■ **Required tasks**
1: Translate this sentence from the border closure article into Spanish: "Despite her diagnosis, Campbell said Taylor is still not allowed to enter Canada."
2: Copy out the part of the border closure article starting with "Canadian border closure" and going on through "recent cancer diagnosis.".

■ **Study text**
☆ ☆ ☆ ☆ ☆

Canadian border closure keeping couple apart despite cancer diagnosis
TORONTO -- The closure of Canada's border to international travellers has forced an Ontario woman and her British fiancé to remain separated for months, even despite her recent cancer diagnosis.
Sarah Campbell and Jacob Taylor were planning to get married in June, but had to postpone their wedding after COVID-19 hit and travel restrictions forced him to remain in the U.K.
"We realized we weren't able to have our wedding here in Canada. I'm planning to move to the U.K. after we get married anyways so my first thought after that was, 'Well I'll just get on a plane and go because the U.K.'s borders have stayed open this whole time'," Campbell explained to CTVNews.ca in a phone interview on Thursday.
Campbell said that was the couple's plan until she was diagnosed with thyroid cancer last week.
"You have all of this with COVID going on and postponing my wedding indefinitely and then all the health issues, but also, he can't come here and be with me," Campbell said.
"It's heartbreaking. I've had days where I have just fallen apart."
Despite her diagnosis, Campbell said Taylor is still not allowed to enter Canada.
On March 17, Canada announced it was shutting the border to international travellers in an effort to prevent further spread of the novel coronavirus. The Canada-U.S. border was also later closed on March 21 to all non-essential or "discretionary" travel. These travel restrictions currently remain in place.
"You can talk and talk and talk, but at some point, you really just need to hug. You just need them to be there and he can't. It's this sense of complete helplessness and like no one is listening to us," Campbell said.
Campbell, who lives in Stratford, Ont. and has dual Canadian-British citizenship, was set up with Taylor last June by their parents, who have been friends for years. After months of long-distance dating, Taylor proposed to her in February at Toronto's Pearson International Airport.

☆ ☆ ☆ ☆ ☆

Stored records:

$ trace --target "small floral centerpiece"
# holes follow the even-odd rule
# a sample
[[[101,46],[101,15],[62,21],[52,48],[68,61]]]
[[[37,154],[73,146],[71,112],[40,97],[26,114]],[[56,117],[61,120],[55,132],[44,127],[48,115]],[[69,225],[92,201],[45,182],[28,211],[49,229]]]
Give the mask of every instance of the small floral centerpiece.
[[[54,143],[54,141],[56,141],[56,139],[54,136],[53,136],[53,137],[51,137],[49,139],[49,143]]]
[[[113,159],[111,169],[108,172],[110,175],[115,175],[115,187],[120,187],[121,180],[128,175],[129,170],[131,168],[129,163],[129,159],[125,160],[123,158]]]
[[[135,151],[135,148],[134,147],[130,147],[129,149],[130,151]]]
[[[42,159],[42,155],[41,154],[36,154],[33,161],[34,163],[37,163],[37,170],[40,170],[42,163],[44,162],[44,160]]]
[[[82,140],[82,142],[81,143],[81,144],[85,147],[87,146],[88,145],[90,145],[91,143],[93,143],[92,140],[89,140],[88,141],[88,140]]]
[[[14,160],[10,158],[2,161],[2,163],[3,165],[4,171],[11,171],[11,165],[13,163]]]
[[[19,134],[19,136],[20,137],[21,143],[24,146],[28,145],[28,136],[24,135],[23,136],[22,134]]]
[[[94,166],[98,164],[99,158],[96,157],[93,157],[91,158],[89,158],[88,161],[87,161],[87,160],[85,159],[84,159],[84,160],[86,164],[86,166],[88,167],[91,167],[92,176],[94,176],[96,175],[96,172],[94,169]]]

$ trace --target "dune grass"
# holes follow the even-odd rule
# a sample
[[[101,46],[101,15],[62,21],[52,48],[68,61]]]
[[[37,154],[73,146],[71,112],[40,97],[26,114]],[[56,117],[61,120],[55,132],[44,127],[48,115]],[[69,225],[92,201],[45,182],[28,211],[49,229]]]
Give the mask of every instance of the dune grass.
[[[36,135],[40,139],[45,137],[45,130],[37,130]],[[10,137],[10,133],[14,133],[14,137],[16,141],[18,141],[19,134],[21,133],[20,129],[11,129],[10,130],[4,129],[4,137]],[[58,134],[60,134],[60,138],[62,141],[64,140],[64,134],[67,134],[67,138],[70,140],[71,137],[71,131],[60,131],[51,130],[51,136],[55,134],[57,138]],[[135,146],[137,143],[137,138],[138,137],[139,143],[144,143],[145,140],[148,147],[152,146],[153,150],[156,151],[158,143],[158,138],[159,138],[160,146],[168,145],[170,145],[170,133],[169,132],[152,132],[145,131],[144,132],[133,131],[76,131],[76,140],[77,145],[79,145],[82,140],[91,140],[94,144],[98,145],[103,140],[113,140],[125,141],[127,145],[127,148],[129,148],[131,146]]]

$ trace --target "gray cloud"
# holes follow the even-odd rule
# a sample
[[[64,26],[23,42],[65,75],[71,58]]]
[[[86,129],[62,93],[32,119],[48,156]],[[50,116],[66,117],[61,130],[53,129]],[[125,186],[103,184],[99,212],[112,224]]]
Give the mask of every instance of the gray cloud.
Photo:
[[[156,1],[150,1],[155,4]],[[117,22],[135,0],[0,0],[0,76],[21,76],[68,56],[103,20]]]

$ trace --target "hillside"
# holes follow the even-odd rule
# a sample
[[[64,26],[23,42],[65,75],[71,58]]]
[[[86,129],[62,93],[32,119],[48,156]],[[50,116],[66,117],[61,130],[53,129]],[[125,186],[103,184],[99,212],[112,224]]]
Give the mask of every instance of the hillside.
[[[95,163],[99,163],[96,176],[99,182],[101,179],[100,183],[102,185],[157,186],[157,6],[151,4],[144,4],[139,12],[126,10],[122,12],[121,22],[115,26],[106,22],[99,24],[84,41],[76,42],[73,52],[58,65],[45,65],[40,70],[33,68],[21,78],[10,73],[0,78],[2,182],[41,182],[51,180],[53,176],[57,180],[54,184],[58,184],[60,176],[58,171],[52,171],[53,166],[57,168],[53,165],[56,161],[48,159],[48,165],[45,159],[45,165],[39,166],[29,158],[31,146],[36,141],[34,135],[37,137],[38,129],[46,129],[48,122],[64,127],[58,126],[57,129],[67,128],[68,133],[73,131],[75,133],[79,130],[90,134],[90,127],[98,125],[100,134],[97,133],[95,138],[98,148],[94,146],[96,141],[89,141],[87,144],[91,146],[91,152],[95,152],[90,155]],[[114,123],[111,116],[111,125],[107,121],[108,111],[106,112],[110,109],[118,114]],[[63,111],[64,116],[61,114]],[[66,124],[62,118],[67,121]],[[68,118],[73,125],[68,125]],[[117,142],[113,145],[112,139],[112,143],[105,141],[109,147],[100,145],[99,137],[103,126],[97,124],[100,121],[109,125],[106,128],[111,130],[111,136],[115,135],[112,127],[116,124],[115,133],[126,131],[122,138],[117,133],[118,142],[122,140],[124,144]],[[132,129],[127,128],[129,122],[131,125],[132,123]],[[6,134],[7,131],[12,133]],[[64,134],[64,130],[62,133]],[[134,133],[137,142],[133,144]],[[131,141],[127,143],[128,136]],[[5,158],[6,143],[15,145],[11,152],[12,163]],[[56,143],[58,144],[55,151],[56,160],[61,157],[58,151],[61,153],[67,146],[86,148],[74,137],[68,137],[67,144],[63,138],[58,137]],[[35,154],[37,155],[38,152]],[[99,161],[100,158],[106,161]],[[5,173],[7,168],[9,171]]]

☆ ☆ ☆ ☆ ☆

■ **Solutions to the exercise**
1: A pesar de su diagnóstico, Campbell dijo que a Taylor todavía no se le permite entrar en Canadá.

2:
Canadian border closure keeping couple apart despite cancer diagnosis
TORONTO -- The closure of Canada's border to international travellers has forced an Ontario woman and her British fiancé to remain separated for months, even despite her recent cancer diagnosis.